Posted by
Poes, Matthew Joseph on
Feb 17, 2012; 8:42pm
URL: http://spssx-discussion.165.s1.nabble.com/Sample-size-in-GLMM-tp5493887p5494577.html
I would need to know more about your study design to know if the following advice is appropriate, but the short answer is, Yes that is roughly right. The longer answer is, it depends, you might need more, you might be able to get away with less. I'd suggest a power analysis using the Optimal Design software. It's built around RCT education studies primarily, but can be adapted to a wide range of experimental trial studies which may have similar conditions. The newest edition allows for analyzing your design in the context of the addition of multilevel cv's, and what impact this has on power.
I'm currently the primarily analyst of a study with a little under 40 treatment/control schools, and with the CV's we are using, we are estimating the MDE to be around .15 to .2. When you reduce that number in half, you still have power such that the MDE is around .25 or so, more than adequate in any typical education study. There is also evidence from other studies that the MDE's generated in these power analysis are way too high, and that we may in fact have the power to detect effects as small as .1 or less with the 40 schools, and thus .15 to .2 with half as many schools.

-- -- --

# REQUIREMENT 1
In the sample-size post, why does the poster consider a study with about half as many schools still adequate? Answer in one to three sentences.
# REQUIREMENT 2
Proceed with the sample-size post, picking up after its final sentence.
The entries that follow are not needed for either task.

-- -- --

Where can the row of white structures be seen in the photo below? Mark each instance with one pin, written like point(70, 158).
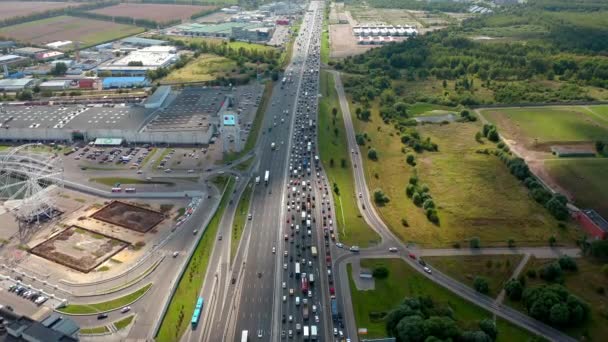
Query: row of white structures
point(388, 30)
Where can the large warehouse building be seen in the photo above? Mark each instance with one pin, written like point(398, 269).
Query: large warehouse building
point(190, 116)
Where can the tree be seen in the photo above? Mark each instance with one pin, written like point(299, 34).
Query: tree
point(59, 69)
point(551, 272)
point(372, 154)
point(514, 289)
point(481, 285)
point(380, 272)
point(410, 159)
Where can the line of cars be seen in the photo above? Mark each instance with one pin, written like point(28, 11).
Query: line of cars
point(27, 293)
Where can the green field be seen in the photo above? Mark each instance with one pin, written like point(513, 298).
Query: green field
point(583, 283)
point(113, 304)
point(87, 31)
point(403, 282)
point(548, 124)
point(496, 269)
point(206, 67)
point(184, 298)
point(475, 194)
point(352, 228)
point(585, 180)
point(240, 219)
point(111, 181)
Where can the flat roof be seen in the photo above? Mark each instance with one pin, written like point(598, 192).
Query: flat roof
point(73, 117)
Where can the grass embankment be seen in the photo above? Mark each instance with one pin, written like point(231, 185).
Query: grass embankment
point(95, 330)
point(254, 133)
point(475, 194)
point(352, 228)
point(496, 269)
point(123, 323)
point(240, 219)
point(111, 181)
point(584, 283)
point(402, 282)
point(181, 307)
point(585, 180)
point(110, 305)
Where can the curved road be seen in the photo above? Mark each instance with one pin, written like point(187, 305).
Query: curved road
point(388, 238)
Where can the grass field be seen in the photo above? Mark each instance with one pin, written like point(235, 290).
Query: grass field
point(123, 323)
point(352, 228)
point(110, 181)
point(585, 284)
point(496, 269)
point(88, 31)
point(113, 304)
point(586, 180)
point(475, 193)
point(183, 300)
point(548, 124)
point(240, 219)
point(206, 67)
point(403, 282)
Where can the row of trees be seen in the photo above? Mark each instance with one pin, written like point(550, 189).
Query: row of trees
point(421, 319)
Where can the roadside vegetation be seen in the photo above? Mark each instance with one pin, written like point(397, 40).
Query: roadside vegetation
point(494, 270)
point(93, 308)
point(333, 148)
point(240, 219)
point(372, 308)
point(181, 307)
point(568, 293)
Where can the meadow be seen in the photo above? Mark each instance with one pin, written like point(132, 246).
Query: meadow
point(475, 194)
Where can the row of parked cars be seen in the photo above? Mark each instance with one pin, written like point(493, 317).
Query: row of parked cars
point(22, 291)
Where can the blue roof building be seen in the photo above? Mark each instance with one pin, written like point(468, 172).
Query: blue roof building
point(125, 82)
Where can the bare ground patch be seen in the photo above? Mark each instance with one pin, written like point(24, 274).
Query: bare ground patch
point(79, 248)
point(129, 216)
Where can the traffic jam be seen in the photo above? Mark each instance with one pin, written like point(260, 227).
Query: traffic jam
point(307, 270)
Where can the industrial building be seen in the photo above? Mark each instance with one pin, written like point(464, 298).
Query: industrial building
point(137, 63)
point(384, 30)
point(253, 31)
point(18, 84)
point(54, 328)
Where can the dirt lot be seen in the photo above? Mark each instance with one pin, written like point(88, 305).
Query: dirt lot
point(343, 42)
point(10, 9)
point(129, 216)
point(156, 12)
point(78, 248)
point(87, 31)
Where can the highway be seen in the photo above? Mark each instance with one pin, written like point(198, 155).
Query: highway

-- -- --

# RIGHT ANSWER 1
With half as many schools, the poster estimates the MDE would still be around .25, which they describe as more than adequate in any typical education study. They also cite evidence from other studies that power analyses overstate the MDE, so half as many schools might detect effects of .15 to .2.

# RIGHT ANSWER 2
-Matt
-----Original Message-----
From: SPSSX(r) Discussion [mailto:
[hidden email]] On Behalf Of George Siardos
Sent: Friday, February 17, 2012 1:07 PM
To:
[hidden email]
Subject: Sample size in GLMM
Dear list members,
I would greatly appreciate if you could inform me about the limitations set for sample sizes in performing Generalized Linear Mixed Models and specifically a multinomial logistic mixed model. Could you suggest me any rule of thumb for MLM to use?
Some years ago GLMM experts suggested that for MLM regression models the higher level sample size be at least 20, preferable 50. Is this valid for binary and/or multinomial logistic regression?
I really appreciate your kind reply.
Geoge C.S.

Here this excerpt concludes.